● **Pasaje dado**:
El Mesías regresaría súper agüitado, sin haber cumplido el encargo divino. Seguramente le platicaría a su Dios padre y nuestro señor los avatares de su viaje. Entre otras cosas, le diría que a pesar de que los problemas colectivos aplastaban a todos por igual, los mexicanos seguían atorados en sus conflictos particulares. Que la mayoría estaba irritada, impaciente, harta, dividida, enfrentada, que no creían en nada y desconfiaban de todo.
Le explicaría que la culpa había sido de los políticos y sus partidos en guerra por el poder. Que uno de los candidatos a la presidencia sufría delirios mesiánicos, pero que sus dos adversarios principales también presumían ser los únicos capaces de llevar la paz y liberar a la gente de sus opresores. Y que lo peor, era que ninguno convencía ni convocaba a más de la mitad de los habitantes.

● **Datos del ejercicio**:
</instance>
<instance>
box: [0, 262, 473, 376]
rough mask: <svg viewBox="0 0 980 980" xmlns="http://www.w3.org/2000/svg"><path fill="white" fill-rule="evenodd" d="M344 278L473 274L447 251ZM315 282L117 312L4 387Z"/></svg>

● **Partes del ejercicio**:
- A) Por favor, resume en dos oraciones el pasaje sobre el Mesías.
- B) Continúa el pasaje sobre el Mesías a partir del punto en que termina.
Las líneas no tienen relación con el pasaje.

● **Respuestas dadas**:
- A) El Mesías regresaría muy desanimado, sin cumplir su encargo, y le contaría a Dios que los mexicanos, aunque los problemas colectivos los aplastaban a todos, seguían atorados en sus conflictos particulares, irritados, divididos y desconfiados de todo. Culparía de ello a los políticos y a sus partidos en guerra por el poder, cuyos principales candidatos presidenciales se creían los únicos capaces de traer la paz, aunque ninguno convencía a más de la mitad de los habitantes.

- B)
“Nunca se la creyeron, apá”, le diría atribulado el Mesías a su padre. “No se apure mijo, ya me habían platicado que así eran en ese país. Que veían la procesión, pero ni así se hincaban”, le respondería para consolarlo.
Después, se sentarían sobre alguna nube y mirarían el horizonte celestial, ambos meditabundos y melancólicos. “¿Tan mal pinta la cosa?”, murmuraría el padre. El hijo asentiría sin hablar. Entonces, luego de un largo suspiro, Dios concluiría la conversación resignado: “Mijo, creo que no nos queda más que orar unidos por la salvación eterna de nuestros extraviados corderos”.
Amen, repiten a diario muchos feisbuqueros, como si los oyeran.